Please count the lines below that contain the word "shoulder" and reply with only that number.
****
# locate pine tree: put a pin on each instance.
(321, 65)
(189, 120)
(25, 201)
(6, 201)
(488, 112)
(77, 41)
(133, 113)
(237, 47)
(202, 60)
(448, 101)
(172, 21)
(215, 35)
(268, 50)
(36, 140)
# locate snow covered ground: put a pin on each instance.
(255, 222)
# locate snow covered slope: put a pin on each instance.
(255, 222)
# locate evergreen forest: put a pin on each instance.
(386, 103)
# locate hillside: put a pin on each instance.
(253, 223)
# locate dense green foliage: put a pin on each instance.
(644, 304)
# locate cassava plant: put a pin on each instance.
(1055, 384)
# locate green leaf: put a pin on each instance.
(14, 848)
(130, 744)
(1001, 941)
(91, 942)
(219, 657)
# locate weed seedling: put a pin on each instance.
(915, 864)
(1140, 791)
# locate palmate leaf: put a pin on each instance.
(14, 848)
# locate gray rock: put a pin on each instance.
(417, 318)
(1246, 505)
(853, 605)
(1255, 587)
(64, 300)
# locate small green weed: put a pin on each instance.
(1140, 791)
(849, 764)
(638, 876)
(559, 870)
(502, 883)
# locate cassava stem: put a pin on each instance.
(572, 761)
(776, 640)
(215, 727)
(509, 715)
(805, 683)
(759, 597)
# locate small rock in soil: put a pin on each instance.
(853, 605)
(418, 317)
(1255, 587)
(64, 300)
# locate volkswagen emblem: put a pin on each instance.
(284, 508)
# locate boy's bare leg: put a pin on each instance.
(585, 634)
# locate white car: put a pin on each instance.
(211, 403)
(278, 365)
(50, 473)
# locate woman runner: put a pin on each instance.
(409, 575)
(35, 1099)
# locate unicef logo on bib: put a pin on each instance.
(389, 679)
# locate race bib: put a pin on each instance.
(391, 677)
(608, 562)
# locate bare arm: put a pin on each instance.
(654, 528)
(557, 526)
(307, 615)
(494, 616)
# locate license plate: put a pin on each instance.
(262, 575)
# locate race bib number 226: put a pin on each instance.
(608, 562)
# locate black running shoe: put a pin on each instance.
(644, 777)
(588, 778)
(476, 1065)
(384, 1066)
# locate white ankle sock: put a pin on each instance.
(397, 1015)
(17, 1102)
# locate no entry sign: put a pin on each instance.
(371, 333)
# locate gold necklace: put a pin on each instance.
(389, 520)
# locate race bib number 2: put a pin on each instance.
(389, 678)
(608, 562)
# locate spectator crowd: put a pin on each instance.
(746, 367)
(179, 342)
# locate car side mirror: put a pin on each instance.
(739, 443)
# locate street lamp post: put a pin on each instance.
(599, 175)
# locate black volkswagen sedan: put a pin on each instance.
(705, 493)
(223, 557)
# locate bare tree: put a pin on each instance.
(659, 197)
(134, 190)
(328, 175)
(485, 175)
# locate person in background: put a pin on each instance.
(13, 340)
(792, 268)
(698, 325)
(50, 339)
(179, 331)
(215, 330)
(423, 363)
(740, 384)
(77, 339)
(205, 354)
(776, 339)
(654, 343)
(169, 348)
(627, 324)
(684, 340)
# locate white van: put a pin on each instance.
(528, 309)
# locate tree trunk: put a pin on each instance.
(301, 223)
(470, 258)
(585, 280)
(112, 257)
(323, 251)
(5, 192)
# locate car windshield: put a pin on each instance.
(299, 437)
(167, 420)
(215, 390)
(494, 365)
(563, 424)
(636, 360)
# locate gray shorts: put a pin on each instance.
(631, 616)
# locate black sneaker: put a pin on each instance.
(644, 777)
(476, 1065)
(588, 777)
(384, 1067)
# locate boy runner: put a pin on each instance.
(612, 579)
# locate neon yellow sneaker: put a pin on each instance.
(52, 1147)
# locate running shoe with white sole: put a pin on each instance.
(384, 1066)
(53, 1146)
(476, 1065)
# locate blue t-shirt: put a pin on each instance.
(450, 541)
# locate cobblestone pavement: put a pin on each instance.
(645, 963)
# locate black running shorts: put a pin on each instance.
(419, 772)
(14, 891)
****
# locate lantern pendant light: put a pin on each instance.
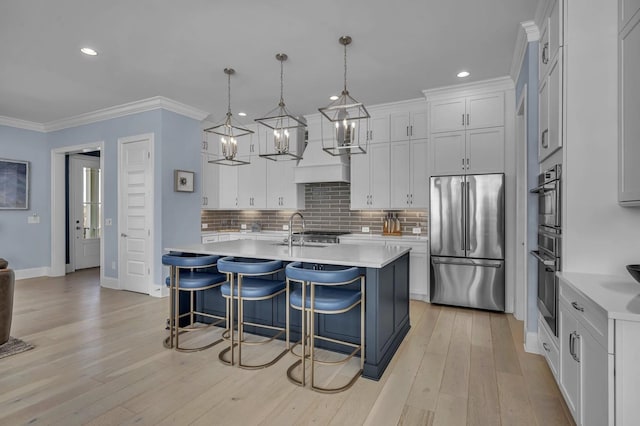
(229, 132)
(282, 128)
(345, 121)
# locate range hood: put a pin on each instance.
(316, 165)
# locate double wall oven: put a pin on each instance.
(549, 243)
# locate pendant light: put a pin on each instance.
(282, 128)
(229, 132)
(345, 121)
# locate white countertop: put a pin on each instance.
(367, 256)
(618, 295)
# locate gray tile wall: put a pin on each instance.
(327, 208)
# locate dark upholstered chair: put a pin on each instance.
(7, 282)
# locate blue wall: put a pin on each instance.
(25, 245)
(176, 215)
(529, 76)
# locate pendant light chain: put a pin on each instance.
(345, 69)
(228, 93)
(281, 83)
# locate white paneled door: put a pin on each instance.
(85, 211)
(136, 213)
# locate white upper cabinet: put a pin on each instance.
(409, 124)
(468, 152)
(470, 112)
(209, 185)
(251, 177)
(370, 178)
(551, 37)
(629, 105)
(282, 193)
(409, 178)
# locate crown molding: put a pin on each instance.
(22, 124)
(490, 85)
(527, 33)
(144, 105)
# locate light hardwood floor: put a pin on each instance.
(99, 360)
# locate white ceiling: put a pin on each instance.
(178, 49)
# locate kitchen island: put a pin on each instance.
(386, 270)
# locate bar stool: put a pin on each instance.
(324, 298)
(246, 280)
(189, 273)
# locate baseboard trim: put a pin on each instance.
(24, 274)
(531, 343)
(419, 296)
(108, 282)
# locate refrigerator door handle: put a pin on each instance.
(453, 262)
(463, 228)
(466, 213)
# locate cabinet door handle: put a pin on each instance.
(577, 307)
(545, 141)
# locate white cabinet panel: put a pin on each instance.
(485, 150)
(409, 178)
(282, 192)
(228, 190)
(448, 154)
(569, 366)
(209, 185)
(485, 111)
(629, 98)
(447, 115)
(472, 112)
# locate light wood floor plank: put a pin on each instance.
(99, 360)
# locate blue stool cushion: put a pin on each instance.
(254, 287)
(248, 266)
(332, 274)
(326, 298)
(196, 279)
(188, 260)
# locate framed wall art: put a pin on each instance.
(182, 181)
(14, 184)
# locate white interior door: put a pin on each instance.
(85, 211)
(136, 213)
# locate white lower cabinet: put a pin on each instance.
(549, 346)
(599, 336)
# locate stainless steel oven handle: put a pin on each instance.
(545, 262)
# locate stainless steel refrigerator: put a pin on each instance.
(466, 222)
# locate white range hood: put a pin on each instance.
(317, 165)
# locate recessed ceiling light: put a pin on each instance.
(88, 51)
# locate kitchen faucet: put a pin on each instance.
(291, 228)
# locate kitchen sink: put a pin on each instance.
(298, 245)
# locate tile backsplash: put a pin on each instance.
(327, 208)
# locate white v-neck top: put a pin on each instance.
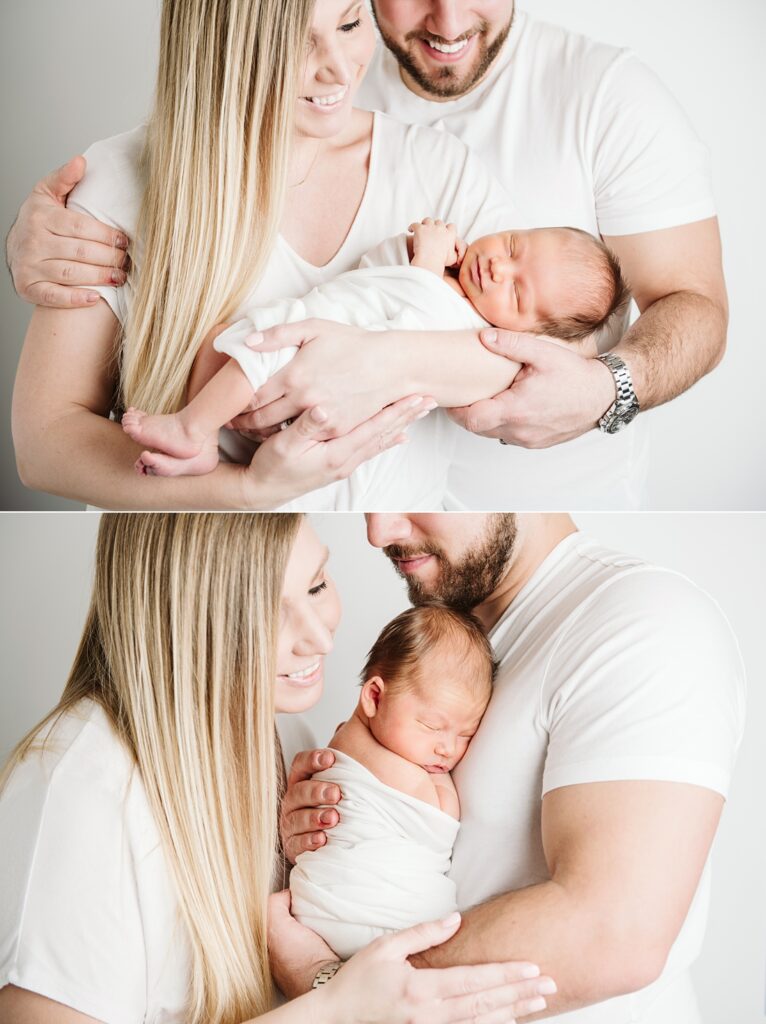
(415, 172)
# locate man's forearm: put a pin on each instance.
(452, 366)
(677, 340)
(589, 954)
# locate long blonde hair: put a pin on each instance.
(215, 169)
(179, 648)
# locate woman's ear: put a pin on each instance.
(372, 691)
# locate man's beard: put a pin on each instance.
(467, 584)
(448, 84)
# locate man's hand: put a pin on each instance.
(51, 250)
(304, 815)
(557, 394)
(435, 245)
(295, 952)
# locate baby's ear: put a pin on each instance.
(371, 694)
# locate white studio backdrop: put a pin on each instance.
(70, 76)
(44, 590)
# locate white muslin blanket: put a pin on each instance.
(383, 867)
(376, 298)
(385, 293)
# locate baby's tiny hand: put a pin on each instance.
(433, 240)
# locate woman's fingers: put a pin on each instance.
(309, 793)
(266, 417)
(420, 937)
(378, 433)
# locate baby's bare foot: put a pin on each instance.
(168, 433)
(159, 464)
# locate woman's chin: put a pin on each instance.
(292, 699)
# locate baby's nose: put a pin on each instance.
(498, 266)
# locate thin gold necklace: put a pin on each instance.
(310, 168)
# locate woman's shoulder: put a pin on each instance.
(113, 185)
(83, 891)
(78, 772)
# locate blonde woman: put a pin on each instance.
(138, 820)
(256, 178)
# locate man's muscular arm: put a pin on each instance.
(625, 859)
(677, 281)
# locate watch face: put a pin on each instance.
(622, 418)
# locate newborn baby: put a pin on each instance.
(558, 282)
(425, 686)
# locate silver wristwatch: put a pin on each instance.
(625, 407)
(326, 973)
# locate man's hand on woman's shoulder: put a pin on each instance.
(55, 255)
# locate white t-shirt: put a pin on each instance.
****
Correct result>
2